**Records provided:**
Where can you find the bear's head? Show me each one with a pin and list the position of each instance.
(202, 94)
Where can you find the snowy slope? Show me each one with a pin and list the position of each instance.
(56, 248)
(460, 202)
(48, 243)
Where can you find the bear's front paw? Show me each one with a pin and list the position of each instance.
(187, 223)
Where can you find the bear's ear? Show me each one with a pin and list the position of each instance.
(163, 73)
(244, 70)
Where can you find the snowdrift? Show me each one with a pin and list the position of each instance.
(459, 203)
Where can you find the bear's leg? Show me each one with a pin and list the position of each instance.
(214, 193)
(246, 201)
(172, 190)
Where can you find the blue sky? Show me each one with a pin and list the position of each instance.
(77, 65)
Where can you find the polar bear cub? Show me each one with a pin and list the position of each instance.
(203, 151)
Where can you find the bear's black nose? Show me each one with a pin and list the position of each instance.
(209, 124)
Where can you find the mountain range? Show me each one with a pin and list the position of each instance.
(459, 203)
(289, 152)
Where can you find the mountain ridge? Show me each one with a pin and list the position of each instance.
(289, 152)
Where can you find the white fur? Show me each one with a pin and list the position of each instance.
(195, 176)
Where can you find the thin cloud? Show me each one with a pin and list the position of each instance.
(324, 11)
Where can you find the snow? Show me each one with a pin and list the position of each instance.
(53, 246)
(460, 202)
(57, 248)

**Exercise requirements:**
Scale the data above by rewriting every line, requests included, with each coordinate in the answers multiplied by 2 and rounded to a whole number, halves rounded up. Leave the requests unchanged.

**Solution for this exercise:**
Where can you find the bear's head? Show me each one with a pin and list the position of each instance.
(404, 188)
Where can you find the snowy slope? Show me each one with a pin and list the position of each instance.
(112, 496)
(920, 404)
(96, 486)
Where can you find the bear's front paw? Show me each one with a pin and list the position of each instance.
(374, 446)
Where can you find the bear's ear? Show me each one with a pin and list the position of each instance.
(326, 146)
(488, 140)
Where can you find the snowdrift? Show me each one with a pin and list the position of each instance.
(918, 406)
Where can you find the bear's leg? Show me each one with a pin and list the position of each instance.
(428, 386)
(492, 402)
(344, 380)
Where can you find the blue sky? Show me each one with a pin and list the position of each instance.
(154, 130)
Where can you find the polar bear cub? Show me each one with a pin and list the position of each instance.
(406, 302)
Where can you find the bear's black nose? Show me each one with a pin and list the position of each instance.
(418, 248)
Where can you find the mountain range? Show me each one with a pin and list the position of each instance.
(918, 406)
(578, 304)
Where can you find the mountain ridge? Show me each one with a pin and list the position of each instance.
(578, 304)
Where can you find the white fur? Show me each one with a pin and list the position of each instance.
(390, 352)
Where can you find the thin cloud? Show me each one with a pin and list the position of each instance.
(648, 22)
Where can you find the snow? Show me each one with a pin and list the position of each instance.
(106, 492)
(920, 404)
(114, 496)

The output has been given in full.